▸ **Task brief**
Extract each line of the listing below that contains the string "written", treating uppercase and lowercase letters as distinct.

═════ Provided material

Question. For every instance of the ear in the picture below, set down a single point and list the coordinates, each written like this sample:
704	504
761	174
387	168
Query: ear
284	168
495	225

══════════
═════ Provided material

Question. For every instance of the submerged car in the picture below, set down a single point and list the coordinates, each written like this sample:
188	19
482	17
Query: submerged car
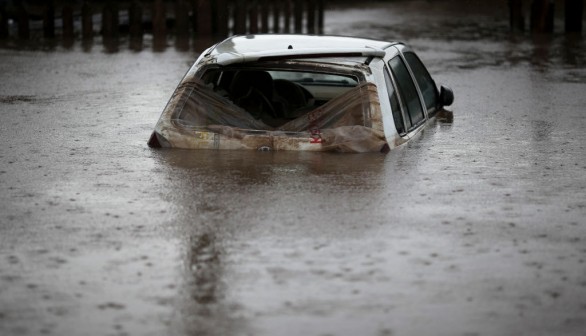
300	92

══════════

▸ **Reply to the task**
Question. For every instance of the ear in the picture below, set down a single point and list the coordinates, each written like this sample:
Question. For every instance of the submerged car in the picture below, set down a single point and list the coordinates, each written like this sample:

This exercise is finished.